→ WRITTEN TASK: Rewrite the lines of the listing below, from the line with "Carefully inspect this image for every instance of the sky." through the end of the listing, requests included. Offset each pixel coordinate in the answer boxes by 44, and leave the requests and their sample boxes unchanged.

→ SOURCE RECORDS:
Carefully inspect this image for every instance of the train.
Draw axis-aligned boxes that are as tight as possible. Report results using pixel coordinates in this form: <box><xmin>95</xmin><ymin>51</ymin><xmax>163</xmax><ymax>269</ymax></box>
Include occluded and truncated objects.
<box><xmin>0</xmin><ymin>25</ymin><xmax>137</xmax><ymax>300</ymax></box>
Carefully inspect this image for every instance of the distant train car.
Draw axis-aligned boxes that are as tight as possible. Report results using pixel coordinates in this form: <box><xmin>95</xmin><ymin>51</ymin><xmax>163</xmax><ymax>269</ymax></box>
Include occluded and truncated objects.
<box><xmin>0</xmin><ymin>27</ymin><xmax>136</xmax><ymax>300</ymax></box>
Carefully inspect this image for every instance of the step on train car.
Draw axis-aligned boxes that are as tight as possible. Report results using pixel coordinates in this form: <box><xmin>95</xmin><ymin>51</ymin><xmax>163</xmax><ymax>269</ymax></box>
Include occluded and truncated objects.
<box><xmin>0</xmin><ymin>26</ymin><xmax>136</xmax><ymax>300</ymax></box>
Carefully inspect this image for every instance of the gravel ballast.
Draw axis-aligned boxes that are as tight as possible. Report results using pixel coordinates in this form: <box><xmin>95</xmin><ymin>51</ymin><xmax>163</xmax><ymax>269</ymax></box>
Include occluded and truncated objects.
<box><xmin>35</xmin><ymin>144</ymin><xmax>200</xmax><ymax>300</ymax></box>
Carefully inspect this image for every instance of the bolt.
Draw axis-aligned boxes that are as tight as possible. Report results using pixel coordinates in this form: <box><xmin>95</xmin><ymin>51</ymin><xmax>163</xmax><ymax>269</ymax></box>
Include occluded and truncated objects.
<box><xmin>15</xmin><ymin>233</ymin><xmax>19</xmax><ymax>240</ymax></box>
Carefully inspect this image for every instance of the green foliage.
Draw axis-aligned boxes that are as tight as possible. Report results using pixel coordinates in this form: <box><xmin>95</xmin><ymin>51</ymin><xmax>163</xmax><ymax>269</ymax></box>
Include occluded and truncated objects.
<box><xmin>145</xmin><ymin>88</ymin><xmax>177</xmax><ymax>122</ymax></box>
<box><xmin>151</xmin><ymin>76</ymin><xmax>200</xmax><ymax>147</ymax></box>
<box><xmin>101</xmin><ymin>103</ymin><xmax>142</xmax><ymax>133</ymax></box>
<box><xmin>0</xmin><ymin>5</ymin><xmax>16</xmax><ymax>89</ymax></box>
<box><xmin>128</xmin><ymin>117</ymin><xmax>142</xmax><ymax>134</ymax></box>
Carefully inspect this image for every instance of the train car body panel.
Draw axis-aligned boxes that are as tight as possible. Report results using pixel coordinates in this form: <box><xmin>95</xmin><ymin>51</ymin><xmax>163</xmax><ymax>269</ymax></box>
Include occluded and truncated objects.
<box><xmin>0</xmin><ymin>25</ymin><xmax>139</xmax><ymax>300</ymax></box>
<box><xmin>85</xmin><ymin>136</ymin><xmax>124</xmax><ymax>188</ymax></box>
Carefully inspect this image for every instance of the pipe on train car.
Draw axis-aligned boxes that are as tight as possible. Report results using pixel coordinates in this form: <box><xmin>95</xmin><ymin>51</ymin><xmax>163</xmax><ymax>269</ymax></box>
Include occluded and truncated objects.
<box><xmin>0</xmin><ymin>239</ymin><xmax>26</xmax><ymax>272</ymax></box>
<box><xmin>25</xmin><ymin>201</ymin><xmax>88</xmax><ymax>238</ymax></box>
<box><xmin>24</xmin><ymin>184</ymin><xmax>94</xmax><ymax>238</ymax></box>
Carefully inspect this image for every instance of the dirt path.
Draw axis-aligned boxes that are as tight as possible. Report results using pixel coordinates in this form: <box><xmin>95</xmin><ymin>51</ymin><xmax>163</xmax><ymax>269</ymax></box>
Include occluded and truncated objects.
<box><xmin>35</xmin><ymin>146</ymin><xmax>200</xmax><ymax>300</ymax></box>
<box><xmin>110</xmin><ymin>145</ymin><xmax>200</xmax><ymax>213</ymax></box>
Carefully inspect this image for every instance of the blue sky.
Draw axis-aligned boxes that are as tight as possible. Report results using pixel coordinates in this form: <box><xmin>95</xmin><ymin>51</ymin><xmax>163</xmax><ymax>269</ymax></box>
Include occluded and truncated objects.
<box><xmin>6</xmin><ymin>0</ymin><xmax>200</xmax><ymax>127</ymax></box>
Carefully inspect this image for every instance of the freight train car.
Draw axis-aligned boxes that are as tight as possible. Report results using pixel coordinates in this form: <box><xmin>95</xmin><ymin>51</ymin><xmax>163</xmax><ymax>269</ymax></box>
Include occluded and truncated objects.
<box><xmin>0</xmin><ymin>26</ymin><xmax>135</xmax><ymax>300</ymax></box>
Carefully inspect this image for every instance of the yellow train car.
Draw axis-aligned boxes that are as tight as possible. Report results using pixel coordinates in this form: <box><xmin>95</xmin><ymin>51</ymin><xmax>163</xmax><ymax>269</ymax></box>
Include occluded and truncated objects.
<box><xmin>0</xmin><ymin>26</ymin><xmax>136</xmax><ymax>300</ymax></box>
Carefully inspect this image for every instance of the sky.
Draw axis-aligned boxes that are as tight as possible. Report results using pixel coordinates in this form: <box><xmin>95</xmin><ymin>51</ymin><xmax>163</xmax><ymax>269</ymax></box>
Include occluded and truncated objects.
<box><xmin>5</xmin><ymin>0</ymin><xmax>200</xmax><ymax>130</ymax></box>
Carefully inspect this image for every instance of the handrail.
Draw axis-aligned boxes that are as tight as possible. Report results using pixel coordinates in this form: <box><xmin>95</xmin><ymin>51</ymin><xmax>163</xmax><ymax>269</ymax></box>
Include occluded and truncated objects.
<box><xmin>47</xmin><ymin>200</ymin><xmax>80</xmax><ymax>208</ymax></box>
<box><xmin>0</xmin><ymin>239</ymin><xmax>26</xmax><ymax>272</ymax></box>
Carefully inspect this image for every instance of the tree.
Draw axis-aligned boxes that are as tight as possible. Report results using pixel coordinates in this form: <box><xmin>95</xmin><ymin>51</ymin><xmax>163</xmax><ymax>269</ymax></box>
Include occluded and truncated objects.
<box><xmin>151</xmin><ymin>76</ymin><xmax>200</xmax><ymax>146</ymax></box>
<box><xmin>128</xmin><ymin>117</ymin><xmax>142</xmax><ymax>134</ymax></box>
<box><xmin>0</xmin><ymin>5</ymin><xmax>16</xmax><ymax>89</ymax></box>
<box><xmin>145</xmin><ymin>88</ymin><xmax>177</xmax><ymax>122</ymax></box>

→ EXERCISE SOLUTION:
Carefully inspect this image for every instance of the sky.
Draw axis-aligned boxes that are as tight as possible. Report results using pixel coordinates in this form: <box><xmin>95</xmin><ymin>51</ymin><xmax>163</xmax><ymax>269</ymax></box>
Include occluded and truncated objects.
<box><xmin>49</xmin><ymin>44</ymin><xmax>244</xmax><ymax>174</ymax></box>
Carefully inspect this image for every instance of the handrail.
Draw axis-aligned boxes that are as tight as possible. Report results using pixel coordinates in this form: <box><xmin>95</xmin><ymin>51</ymin><xmax>163</xmax><ymax>269</ymax></box>
Include occluded and truncated objects.
<box><xmin>91</xmin><ymin>244</ymin><xmax>124</xmax><ymax>252</ymax></box>
<box><xmin>44</xmin><ymin>283</ymin><xmax>70</xmax><ymax>316</ymax></box>
Carefully inspect this image for every instance of the tree.
Draw axis-aligned boxes that are as tight as possible. Report results using pixel coordinates in this form: <box><xmin>95</xmin><ymin>51</ymin><xmax>163</xmax><ymax>269</ymax></box>
Include occluded and truncated objects.
<box><xmin>195</xmin><ymin>120</ymin><xmax>244</xmax><ymax>190</ymax></box>
<box><xmin>172</xmin><ymin>161</ymin><xmax>186</xmax><ymax>178</ymax></box>
<box><xmin>44</xmin><ymin>49</ymin><xmax>60</xmax><ymax>133</ymax></box>
<box><xmin>189</xmin><ymin>132</ymin><xmax>221</xmax><ymax>166</ymax></box>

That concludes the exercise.